Extracted data entries:
________

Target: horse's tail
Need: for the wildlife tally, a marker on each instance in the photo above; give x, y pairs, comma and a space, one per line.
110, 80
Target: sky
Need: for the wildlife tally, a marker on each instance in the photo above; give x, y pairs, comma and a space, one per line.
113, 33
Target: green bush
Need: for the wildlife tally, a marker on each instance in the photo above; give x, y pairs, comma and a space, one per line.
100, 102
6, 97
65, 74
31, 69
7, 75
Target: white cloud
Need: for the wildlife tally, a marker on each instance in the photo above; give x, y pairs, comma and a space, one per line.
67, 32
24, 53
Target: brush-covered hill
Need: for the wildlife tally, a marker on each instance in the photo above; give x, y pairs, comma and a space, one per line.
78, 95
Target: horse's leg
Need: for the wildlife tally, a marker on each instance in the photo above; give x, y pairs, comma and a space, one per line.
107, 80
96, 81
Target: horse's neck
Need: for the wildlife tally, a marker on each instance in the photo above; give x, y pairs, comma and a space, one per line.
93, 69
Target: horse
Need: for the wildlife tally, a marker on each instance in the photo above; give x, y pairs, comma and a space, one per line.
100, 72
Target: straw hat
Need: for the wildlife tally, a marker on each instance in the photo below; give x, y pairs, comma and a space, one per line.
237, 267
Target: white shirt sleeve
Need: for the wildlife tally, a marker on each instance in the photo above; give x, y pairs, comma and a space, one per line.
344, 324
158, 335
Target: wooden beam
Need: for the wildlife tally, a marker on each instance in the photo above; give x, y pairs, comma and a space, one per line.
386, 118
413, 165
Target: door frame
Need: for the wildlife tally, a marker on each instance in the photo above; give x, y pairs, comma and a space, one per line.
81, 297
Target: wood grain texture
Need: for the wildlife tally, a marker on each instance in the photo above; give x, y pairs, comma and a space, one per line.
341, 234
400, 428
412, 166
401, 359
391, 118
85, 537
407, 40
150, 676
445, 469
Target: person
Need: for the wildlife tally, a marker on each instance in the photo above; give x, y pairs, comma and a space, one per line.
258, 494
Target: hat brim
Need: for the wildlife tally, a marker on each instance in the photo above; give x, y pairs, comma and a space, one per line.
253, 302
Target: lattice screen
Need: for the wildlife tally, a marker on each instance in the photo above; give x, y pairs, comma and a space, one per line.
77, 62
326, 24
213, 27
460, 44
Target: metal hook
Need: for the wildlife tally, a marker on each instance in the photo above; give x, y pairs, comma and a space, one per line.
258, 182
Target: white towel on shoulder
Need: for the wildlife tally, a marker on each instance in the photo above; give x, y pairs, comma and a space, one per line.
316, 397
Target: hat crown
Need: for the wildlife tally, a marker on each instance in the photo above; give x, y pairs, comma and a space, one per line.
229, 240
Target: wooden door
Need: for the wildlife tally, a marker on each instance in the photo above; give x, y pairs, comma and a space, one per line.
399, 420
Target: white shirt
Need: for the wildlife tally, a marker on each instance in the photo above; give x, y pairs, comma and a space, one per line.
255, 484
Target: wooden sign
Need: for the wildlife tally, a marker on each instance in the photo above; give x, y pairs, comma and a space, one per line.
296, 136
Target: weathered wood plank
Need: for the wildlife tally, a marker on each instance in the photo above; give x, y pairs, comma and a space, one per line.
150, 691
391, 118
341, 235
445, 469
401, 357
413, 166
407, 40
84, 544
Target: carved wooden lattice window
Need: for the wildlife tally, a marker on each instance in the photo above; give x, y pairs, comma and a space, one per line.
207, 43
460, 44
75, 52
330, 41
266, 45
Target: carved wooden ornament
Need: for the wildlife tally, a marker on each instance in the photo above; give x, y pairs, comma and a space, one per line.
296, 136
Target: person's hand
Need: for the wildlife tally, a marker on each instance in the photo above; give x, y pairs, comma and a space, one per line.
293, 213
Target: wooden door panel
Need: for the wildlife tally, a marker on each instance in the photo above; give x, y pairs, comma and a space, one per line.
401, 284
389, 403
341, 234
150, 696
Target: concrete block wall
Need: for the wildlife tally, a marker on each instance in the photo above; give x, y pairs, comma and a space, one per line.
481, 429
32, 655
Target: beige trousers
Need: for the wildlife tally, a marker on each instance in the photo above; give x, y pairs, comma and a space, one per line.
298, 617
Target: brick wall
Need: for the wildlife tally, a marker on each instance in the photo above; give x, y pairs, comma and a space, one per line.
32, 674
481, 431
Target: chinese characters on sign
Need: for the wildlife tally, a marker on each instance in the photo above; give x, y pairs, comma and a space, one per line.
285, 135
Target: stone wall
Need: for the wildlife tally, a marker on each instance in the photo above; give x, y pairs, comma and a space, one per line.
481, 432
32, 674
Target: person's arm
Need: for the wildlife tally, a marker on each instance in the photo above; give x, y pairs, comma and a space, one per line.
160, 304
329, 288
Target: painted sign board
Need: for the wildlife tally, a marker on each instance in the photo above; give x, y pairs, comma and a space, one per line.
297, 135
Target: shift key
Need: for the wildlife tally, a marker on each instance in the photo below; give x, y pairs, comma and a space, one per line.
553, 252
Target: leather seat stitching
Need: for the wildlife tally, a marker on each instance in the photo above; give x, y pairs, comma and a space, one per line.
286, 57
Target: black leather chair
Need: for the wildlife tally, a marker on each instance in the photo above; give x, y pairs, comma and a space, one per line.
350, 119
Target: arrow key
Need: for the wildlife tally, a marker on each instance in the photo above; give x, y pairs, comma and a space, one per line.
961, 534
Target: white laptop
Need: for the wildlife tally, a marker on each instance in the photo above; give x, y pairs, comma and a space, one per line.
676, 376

________

- _What is needed_: Extract all the material, leaving every line as it is.

- _Expected answer_:
Target: horse's tail
Need: for the wildlife tally, a marker on each instance in the photo above; give x, y pairs, comma and a space, one per line.
110, 80
Target: sky
Need: for the wildlife tally, a marker on each instance in the photo above; give x, y pairs, comma and a space, one per line.
113, 33
Target: green bush
Need: for the wildlife tally, a marker on each instance in the photo above; give x, y pairs, comma and a space, one per line.
100, 102
6, 97
65, 74
31, 69
7, 75
Target: white cloud
Need: for the wildlife tally, a marker on each instance in the photo above; give x, y pairs, comma and a space, one per line.
67, 32
24, 53
Target: brush-covered hill
Need: for the wildlife tally, a marker on each instance in the photo above; give x, y pairs, comma and a space, one per line.
78, 95
Target: horse's leg
Need: for the wildlife tally, a marker on each instance in the photo above; give x, y pairs, comma and a space, one per line.
107, 80
96, 81
Target: horse's neck
Need: for the wildlife tally, a marker on each instance in the photo above; give x, y pairs, comma and a space, one per line.
93, 69
Target: horse
Need: for the wildlife tally, a marker on each instance in the photo above; give x, y pairs, comma and a space, one per line.
100, 72
Target: straw hat
Need: for the wildlife tally, a marker on each instance in the photo below; give x, y pairs, comma and a space, one per line.
237, 267
Target: white shirt sleeve
Need: for the wildlife tally, a marker on each instance in the photo above; give x, y pairs, comma and a space, one per line.
344, 324
158, 335
Target: wooden beam
Need: for the wildlife tally, a marker on each instance in the photo above; give x, y pairs, comma and a space, one per line.
386, 118
413, 165
Target: door frame
Need: for the wildlife tally, a marker on each instance in the photo above; give x, y pairs, comma and a space, one per line.
81, 297
Target: wood grain texture
Need: for the wildlife tally, a marker on each instance in the photo above; give x, y pairs, comma and a space, one per line.
341, 234
400, 428
412, 166
401, 359
391, 118
85, 537
407, 40
150, 676
445, 469
Target: person
Need: for the wildlife tally, a marker on each instance in the photo above; give x, y pairs, comma and a space, one per line.
258, 494
Target: hat brim
Need: for the wildlife tally, a marker on each instance in the photo above; give x, y pairs, comma and a space, one per line.
253, 302
Target: lattice screen
Need: for the wildlife tally, a marker on each instance in the photo above; give x, y pairs, comma and a space, one per line.
77, 62
326, 24
213, 27
460, 44
Target: metal hook
Need: for the wildlife tally, a marker on each instance in the photo above; give x, y pairs, comma and a space, one per line.
258, 182
Target: white towel on shoulder
Need: for the wildlife tally, a marker on each instance in the photo above; give x, y pairs, comma and a space, one per line.
316, 397
Target: hat crown
Need: for the wildlife tally, a marker on each instance in the photo above; give x, y pairs, comma and a space, one per line.
229, 240
Target: wooden door
Need: for the wildlife tally, a marker on each instance in the photo above; give x, y pairs, comma and a space, one per line.
399, 420
Target: white shirt
Need: for the wildlife tally, a marker on each instance in the photo above; give x, y pairs, comma and a space, one per line.
255, 484
Target: wooden sign
Need: for the wildlife tally, a marker on each instance in the photo above; give x, y pairs, comma and a space, one per line.
296, 136
Target: weathered wood plank
Need: for the wildlife tally, a marker on each instance in the photo above; give x, y pairs, comma and a space, one per line.
150, 691
391, 118
341, 235
445, 469
401, 357
413, 166
407, 40
84, 544
Target: carved wooden lattice window
Need: for the wildlife tally, a marker on each instance in the photo above; give x, y pairs, comma and a space, one per line.
207, 43
460, 44
75, 52
330, 41
266, 45
Target: carved wooden ornament
Need: for the wildlife tally, a marker on each instance in the photo above; give x, y pairs, comma and a space, one per line.
296, 136
Target: person's hand
Need: for the wildlife tally, a marker on each instance in the photo above; give x, y pairs, comma and a space, one per line.
293, 213
Target: wooden door panel
Need: for the wildlife tally, a marker on each instance in the photo above; give x, y pairs, comma and a space, one per line.
401, 284
389, 403
341, 234
150, 696
Target: concrete block wall
Need: for the wildlife tally, a marker on each instance in the photo above; give x, y pairs, comma and a space, one per line.
481, 429
32, 655
Target: beige trousers
Need: for the wildlife tally, a marker on each instance in the photo above; give x, y pairs, comma and a space, one per line.
298, 617
Target: brick wall
Need: for the wildlife tally, a marker on each instance in the photo above; give x, y pairs, comma and a space, one per line.
32, 674
481, 431
Target: chinese characters on sign
Need: for the wildlife tally, a marker on each instance in the photo above; give x, y pairs, comma and a space, one per line.
285, 135
Target: stone wall
Need: for the wildlife tally, a marker on each instance in the photo above; give x, y pairs, comma and a space, one per line.
481, 432
32, 674
Target: person's arm
Need: for the wildlife tally, a marker on each instance in the photo above; give x, y pairs, comma and a space, one per line.
160, 304
329, 288
Target: painted sign board
Need: for the wildlife tally, a marker on each instance in the photo above; give x, y pairs, comma and a space, one per line.
297, 135
Target: shift key
Need: for the wildlife tally, a marker on each instance in the photo below; give x, y pairs, comma and a space, one per line.
553, 252
Target: leather seat stitching
Need: for the wildlife tally, a marker on each instance in the photo above; give x, y pairs, comma and a space, one per line.
286, 57
Target: black leather chair
Need: for the wildlife tally, a marker on each instance in the photo above; give x, y pairs, comma and a space, one per line.
350, 119
Target: arrow key
Need: for the wildlife tally, a marker on each instance in the photo above; give x, y pairs, comma and a space, one per line.
961, 534
Target: white laptop
Need: for the wildlife tally, a marker on each instance in the photo above; give x, y pairs, comma and a space, one per line.
676, 376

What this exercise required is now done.